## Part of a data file
********************
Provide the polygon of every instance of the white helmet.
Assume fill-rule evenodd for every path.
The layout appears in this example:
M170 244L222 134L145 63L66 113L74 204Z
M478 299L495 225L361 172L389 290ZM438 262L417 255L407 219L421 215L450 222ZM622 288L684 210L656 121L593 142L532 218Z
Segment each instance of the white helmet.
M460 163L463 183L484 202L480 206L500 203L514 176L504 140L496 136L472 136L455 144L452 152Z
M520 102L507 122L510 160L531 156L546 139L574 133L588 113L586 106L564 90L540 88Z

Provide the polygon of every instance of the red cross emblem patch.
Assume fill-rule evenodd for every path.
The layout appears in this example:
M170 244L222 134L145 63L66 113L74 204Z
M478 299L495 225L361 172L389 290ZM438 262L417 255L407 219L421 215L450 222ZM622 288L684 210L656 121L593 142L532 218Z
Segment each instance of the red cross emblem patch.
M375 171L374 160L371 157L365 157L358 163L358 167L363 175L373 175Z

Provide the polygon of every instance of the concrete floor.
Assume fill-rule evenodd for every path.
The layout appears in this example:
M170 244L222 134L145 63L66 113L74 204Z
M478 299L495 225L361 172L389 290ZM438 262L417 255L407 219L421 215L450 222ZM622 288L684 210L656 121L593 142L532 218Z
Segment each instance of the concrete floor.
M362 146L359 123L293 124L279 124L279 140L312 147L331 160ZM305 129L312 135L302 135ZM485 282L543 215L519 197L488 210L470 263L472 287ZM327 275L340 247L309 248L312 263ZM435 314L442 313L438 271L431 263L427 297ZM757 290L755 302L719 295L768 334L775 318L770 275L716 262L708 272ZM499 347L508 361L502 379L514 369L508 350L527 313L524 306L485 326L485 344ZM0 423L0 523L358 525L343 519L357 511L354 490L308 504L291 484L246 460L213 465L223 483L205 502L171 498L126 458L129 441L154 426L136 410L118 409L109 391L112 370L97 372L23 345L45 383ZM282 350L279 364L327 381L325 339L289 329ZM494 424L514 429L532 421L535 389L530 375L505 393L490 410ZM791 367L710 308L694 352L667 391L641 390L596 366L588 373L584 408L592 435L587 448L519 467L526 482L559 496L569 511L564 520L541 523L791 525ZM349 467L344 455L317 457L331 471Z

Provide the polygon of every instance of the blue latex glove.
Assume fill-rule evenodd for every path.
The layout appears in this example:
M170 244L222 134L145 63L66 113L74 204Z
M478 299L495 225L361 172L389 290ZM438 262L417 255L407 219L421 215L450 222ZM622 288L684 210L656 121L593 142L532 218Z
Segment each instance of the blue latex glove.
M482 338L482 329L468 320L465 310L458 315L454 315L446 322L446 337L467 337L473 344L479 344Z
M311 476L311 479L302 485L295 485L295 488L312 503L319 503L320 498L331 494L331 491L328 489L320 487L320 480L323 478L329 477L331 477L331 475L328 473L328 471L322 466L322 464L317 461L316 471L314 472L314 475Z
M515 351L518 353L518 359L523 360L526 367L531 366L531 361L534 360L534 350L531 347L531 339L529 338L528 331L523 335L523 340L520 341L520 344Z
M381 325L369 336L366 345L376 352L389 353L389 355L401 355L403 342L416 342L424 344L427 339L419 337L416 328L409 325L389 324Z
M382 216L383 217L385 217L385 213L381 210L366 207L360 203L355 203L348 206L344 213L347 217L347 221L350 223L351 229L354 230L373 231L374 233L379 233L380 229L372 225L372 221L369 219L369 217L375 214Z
********************
## What you are asked to do
Reproduce the entries above with "Segment" changed to "Outline" wherever it occurs, keeping everything else the same.

## Correct output
Provide the polygon of every instance of the white helmet.
Assume fill-rule evenodd for every path.
The layout appears in this example:
M170 244L222 134L145 63L66 113L74 204Z
M478 299L495 225L361 172L389 290ZM438 262L417 255L407 219L421 215L450 222ZM622 288L684 210L656 121L593 142L532 218Z
Outline each instance of the white helmet.
M460 163L463 183L484 202L480 206L500 203L514 176L504 140L496 136L472 136L455 144L452 152Z
M520 102L507 122L510 160L531 156L546 139L574 133L588 113L586 106L564 90L540 88Z

Provide the polygon of every instance of the red cross emblem patch.
Assume fill-rule evenodd for every path.
The layout appears in this example:
M170 244L222 134L145 63L66 113L74 204Z
M478 299L495 225L361 172L389 290ZM438 262L417 255L407 219L421 215L450 222ZM622 288L684 210L656 121L593 142L532 218Z
Outline each instance of the red cross emblem patch.
M375 171L374 160L371 157L365 157L358 163L358 167L363 175L373 175Z

Provide the polygon of every instance of the concrete floor.
Assume fill-rule evenodd for every path.
The layout appears in this example:
M170 244L222 134L145 63L66 113L74 204Z
M478 299L495 225L361 172L389 290ZM438 262L417 255L407 219L421 215L450 222ZM622 288L684 210L656 121L593 142L532 218Z
Outline each instance of the concrete floor.
M362 146L359 123L293 124L279 124L279 140L312 147L331 160ZM305 129L312 135L302 135ZM485 282L543 215L519 197L488 210L470 263L472 287ZM327 275L340 247L309 248L312 263ZM435 314L442 313L438 271L431 263L427 297ZM757 290L755 302L719 295L768 334L775 318L770 275L716 262L708 272ZM499 347L508 361L502 379L514 369L508 350L527 313L524 306L485 326L485 344ZM0 423L0 523L358 525L343 519L357 511L354 490L308 504L291 484L246 460L213 465L223 483L205 502L171 498L126 458L129 441L154 426L136 410L118 409L109 391L112 370L97 372L23 345L45 383ZM282 350L279 364L327 381L325 339L289 329ZM494 424L514 429L532 421L535 389L530 375L505 393L490 410ZM791 367L710 308L694 352L667 391L641 390L596 366L588 373L584 408L592 435L587 448L519 467L526 482L559 496L569 511L564 520L541 523L791 525ZM349 467L344 455L317 457L331 471Z

Provide the polygon of every instance of the blue latex glove.
Assume fill-rule evenodd for every path.
The layout appears in this example:
M170 244L222 134L145 63L66 113L74 204Z
M478 299L495 225L361 172L389 290ZM438 262L417 255L407 219L421 215L450 222ZM622 288L684 210L656 121L593 142L532 218Z
Outline each instance of the blue latex glove.
M482 338L482 329L468 320L465 310L458 315L454 315L446 322L446 337L467 337L473 344L479 344Z
M311 476L311 479L302 485L295 485L295 488L312 503L319 503L320 498L331 494L331 491L328 489L320 487L320 480L323 478L329 477L331 477L331 475L328 473L328 471L322 466L322 464L317 461L316 471L314 472L314 475Z
M515 351L518 353L518 359L523 360L526 367L531 366L531 361L534 360L534 350L531 347L531 339L529 338L528 331L523 335L523 340L520 341L520 344Z
M381 325L369 336L366 345L376 352L389 353L389 355L401 355L403 342L416 342L424 344L427 339L419 337L416 328L409 325L389 324Z
M382 216L383 217L385 217L385 213L381 210L366 207L360 203L355 203L348 206L344 213L347 217L347 221L350 223L351 229L354 230L373 231L374 233L379 233L380 229L372 225L372 221L369 219L369 217L375 214Z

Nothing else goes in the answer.